== Text segment ==
Four British Airways flights headed for Heathrow had to be diverted to Newcastle, 300 miles away. The deicing process is believed to have affected both outgoing and incoming flights, with planes not able to land because other aircraft were still in the stands.
4. Disgraced PR guru Max Clifford dies aged 74
Max Clifford's family have claimed he was denied medical treatment after the disgraced PR guru died having collapsed in his prison cell.
The 74 year-old was said to be "in a bad way" after falling twice at the Cambridgeshire jail where he was serving an eight-year sentence for historical sex offences.
The Ministry of Justice confirmed that Clifford, who had been ill since suffering a heart attack in August, died in hospital on Sunday after a cardiac arrest.
Clifford’s daughter Louise, who appeared in court as a witness for her father's defence, has alleged that she had been fighting for medical treatment alongside her father’s legal team and doctor, but without success.
5. Nazanin Zaghari-Ratcliffe hopeful after Boris Johnson visit
A British mother jailed in Iran hailed the “light at the end of the tunnel” on Sunday when a fresh trial was postponed after Boris Johnson met with the country’s president.

== Exercise tasks ==
**A)** Return the passage of the news excerpt that begins at the words "5. Nazanin Zaghari-Ratcliffe" and stops after the words "the country’s president.", copied word for word.
**B)** Summarize the news excerpt in two sentences.
**C)** Extend the news excerpt, continuing from its final sentence about the British mother jailed in Iran.

== Data ==
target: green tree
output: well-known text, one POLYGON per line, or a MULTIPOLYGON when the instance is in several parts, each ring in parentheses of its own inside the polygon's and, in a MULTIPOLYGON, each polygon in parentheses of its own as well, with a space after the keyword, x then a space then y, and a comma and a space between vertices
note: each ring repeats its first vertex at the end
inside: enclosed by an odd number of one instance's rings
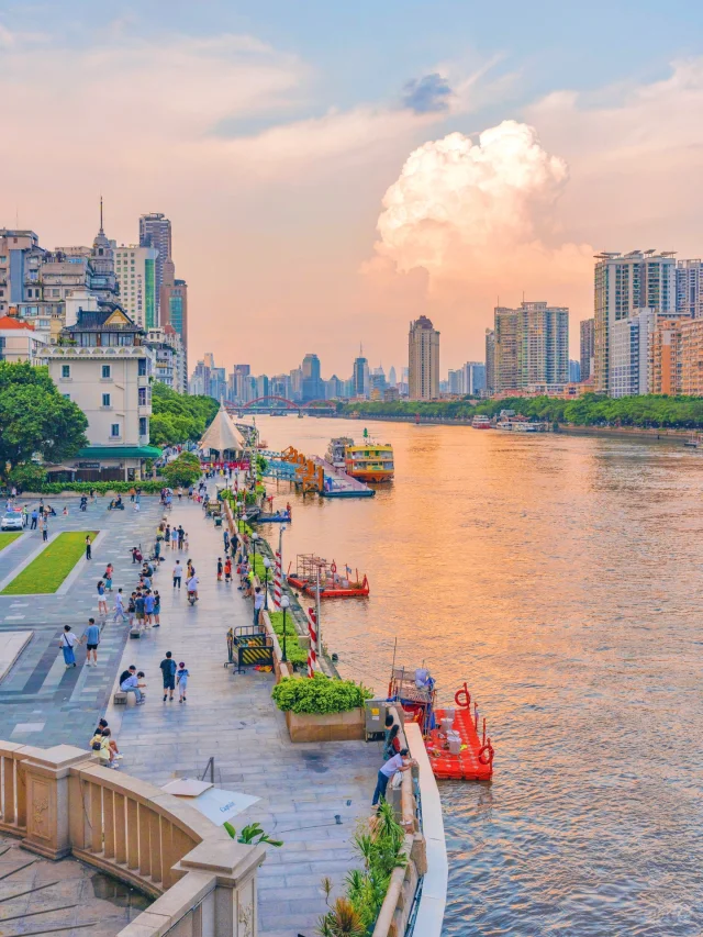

== Answers by item number ==
**A)**
5. Nazanin Zaghari-Ratcliffe hopeful after Boris Johnson visit
A British mother jailed in Iran hailed the “light at the end of the tunnel” on Sunday when a fresh trial was postponed after Boris Johnson met with the country’s president.

**B)** Four British Airways flights bound for Heathrow were diverted to Newcastle, with deicing believed to have affected both outgoing and incoming flights. Disgraced PR guru Max Clifford died aged 74 after a cardiac arrest while serving a prison sentence, and his family claimed he was denied medical treatment; separately, a British mother jailed in Iran welcomed the postponement of a fresh trial after Boris Johnson met the country's president.

**C)**
Nazanin Zaghari-Ratcliffe, a charity worker who is serving a five-year sentence for allegedly plotting to topple the Iranian government, said she could “see some light today” after news of the postponement reached her.
She had been scheduled to face additional charges of spreading anti-government propaganda in court on Sunday. But a senior court official told Iran’s Fars news agency that no hearing would be held.
The mother-of-one described a feeling of cautious optimism after previous attempts to free her had failed. “This time, again it feels close, but I am not planning it, not setting a date for myself,” she added.
6. Mourinho in dressing-room row with Man City 'keeper
Jose Mourinho was involved in a furious dressing-room bust-up with Manchester City goalkeeper Ederson as the Manchester derby descended into acrimony.
Sources claimed the Manchester United manager had milk and water thrown at him after the spat with Ederson.
Mourinho was thought to have gone to the door of City’s dressing room to ask their players to show more respect amid apparent disappointment over the way the Premier League leaders were celebrating their 2-1 win, as music blared from the visiting team dressing room.
But a war of words ended up breaking out at that point with Mourinho and Ederson believed to have been yelling at each other in Portuguese as a melee ensued involving players from both sides.
7. Ben Duckett banned as Moeen Ali warns future of game is at risk
Moeen Ali has warned England’s behaviour on the Ashes tour is in danger of driving children away from the sport as it emerged the players ignored pleas from captain Joe Root to avoid trouble on the night Ben Duckett threw a drink over James Anderson.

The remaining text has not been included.